# On Convex, Dodecahedral “Fair Dice”

One of my early introductions to polyhedra came through playing the game Advanced Dungeons and Dragons (AD&D), which uses a standard seven-die set which includes the five Platonic Solids, plus two “d10s” (either ten-faced dipyramids or trapezohedra) which are used as a pair to generate random numbers from 1 to 100.

Assuming they are made with uniform density, these polyhedral dice are all “fair dice” — meaning that, for example, the d12 at the top of the picture has an equal chance of rolling any of 12 results, every time it is rolled.

I had also encountered, even earlier, a polyhedron which I believed (correctly) would not work as a fair die, since there is no reason to assume that rolling a cuboctahedron would result in equal probabilities for each face, given that some of the faces are squares, while others are triangles. This shape was familiar to me long before I heard (or even read) the word “cuboctahedron,” though, because I learned about it while watching “By Any Other Name,” an episode of the original Star Trek television series. At no point in this episode is the word “cuboctahedron” used, even though the entire crew of the USS Enterprise (with four exceptions) spend most of the episode in cuboctahedral form, as Lt. Uhura appears, at her bridge station, in this screenshot:

When examining uniform-density polyhedra to look for “fair dice,” therefore, one of the first things I look for is isohedrality — all faces must have the same shape, unlike the case of the cuboctahedron, but like the cases of AD&D dice. The next thing I examine is symmetry, hoping to find that a particular polyhedron’s symmetry gives no probability-advantage to any face(s). With these two tests in mind, I decided to see how many different fair, dodecahedral d12s I could find, including polyhedra which could work, whether or not such shapes had actually been used as real dice, at any time, by anyone.
----
SET TASK A:
Can you rewrite the portion of the location labeling listing that opens with the line containing "Each instance of the balcony" and closes with the line containing "[[135, 45], [246, 57], [73, 34]]" as a Markdown table, with a Row column numbering each line and a Listing line column holding it, leaving out any blank lines?

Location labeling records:
----
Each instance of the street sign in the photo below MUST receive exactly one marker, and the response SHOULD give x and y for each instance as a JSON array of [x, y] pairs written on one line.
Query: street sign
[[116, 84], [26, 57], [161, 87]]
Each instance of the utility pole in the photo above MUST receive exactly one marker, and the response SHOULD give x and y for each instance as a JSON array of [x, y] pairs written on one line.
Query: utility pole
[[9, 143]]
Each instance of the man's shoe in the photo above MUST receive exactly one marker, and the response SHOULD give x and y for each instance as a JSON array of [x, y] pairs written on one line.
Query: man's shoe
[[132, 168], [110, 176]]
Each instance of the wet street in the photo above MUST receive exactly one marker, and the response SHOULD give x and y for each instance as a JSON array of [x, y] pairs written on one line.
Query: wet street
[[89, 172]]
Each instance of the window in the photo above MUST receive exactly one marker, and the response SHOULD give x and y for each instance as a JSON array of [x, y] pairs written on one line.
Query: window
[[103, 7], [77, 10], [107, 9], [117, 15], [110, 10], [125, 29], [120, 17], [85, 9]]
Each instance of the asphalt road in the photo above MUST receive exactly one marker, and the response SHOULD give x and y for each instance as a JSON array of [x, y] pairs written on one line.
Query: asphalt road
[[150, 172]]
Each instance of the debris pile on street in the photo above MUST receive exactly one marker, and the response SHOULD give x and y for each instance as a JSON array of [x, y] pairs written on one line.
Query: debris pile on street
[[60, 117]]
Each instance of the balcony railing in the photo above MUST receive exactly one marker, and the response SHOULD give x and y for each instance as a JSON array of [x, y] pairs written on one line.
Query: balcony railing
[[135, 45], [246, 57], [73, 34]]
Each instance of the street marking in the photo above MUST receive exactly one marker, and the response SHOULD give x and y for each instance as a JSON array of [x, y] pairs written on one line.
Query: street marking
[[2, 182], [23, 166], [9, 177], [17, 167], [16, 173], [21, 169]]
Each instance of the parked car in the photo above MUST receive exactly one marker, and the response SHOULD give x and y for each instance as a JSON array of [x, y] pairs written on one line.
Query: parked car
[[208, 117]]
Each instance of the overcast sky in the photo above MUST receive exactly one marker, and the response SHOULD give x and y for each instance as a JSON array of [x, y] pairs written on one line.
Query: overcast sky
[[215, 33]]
----
SET TASK B:
Could you extend the essay on convex dodecahedral fair dice from where it stops?

RESULT A:
| Row | Listing line |
|---|---|
| 1 | Each instance of the balcony railing in the photo above MUST receive exactly one marker, and the response SHOULD give x and y for each instance as a JSON array of [x, y] pairs written on one line. |
| 2 | Query: balcony railing |
| 3 | [[135, 45], [246, 57], [73, 34]] |

RESULT B:
When looking for dodecahedral “fair dice,” anyone with a familiarity with AD&D, or polyhedra, is likely to identify, first, the one with this shape:

The word “dodecahedron” literally refers simply to any polyhedra with twelve faces, but, in practice, most references to dodecahedra concern this twelve-faced polyhedron — the one found immediately above, and at the top of the photograph of a standard set of AD&D dice. When it is necessary to distinguish it from other twelve-faced polyhedra, this can be called, instead, the “Platonic dodecahedron.” It is the only dodecahedron to be both regular and convex; it also possesses icosidodecahedral symmetry, also known as icosahedral symmetry.

Although the pentagons in the Platonic dodecahedron are regular, it is also possible to make a fair-die polyhedron with irregular pentagons. Such a shape appears, occasionally, in the mineral pyrite, or FeS2, explaining the origin of the term “pyritohedral symmetry,” which is the symmetry-type of this particular dodecahedron: the pyritohedral dodecahedron.

There are actually an infinite number of slightly-different pyritohedral dodecahedra, as one can easily picture, by imagining a change in the length of the longest edges in the image directly above. However, for purposes of this survey, all possible pyritohedral dodecahedra are viewed as a single answer — the second, after the Platonic dodecahedron — to the question, “Which twelve-faced polyhedra would work as ‘fair dice?'”

The third answer to this question is provided by a completely different polyhedron, rather than a “warping” of the Platonic dodecahedron. In this third dodecahedron, the faces are rhombi, explaining why it is called the rhombic dodecahedron. Johannes Kepler studied this polyhedron extensively. Not just any rhombus will work, as a face, to make this polyhedron; it must be a specific type — one with diagonal-lengths in a ratio of one, to the square root of two.

This particular “fair die” occurs in nature, as crystals of the mineral garnet. There are also twelve-sided dice of this type now being sold, although finding them isn’t the easiest thing to do; one such retail outlet (in case you’d like to buy some rhombic dodecahedral dice) is The Dice Lab, which sells such dice, on Amazon, at this website.

The rhombic dodecahedron, unlike the other dodecahedra shown above or below, has cuboctahedral symmetry, also known as octahedral symmetry. It is also the dual of the cuboctahedron — the same polyhedron about which I first learned as a young child, watching Star Trek.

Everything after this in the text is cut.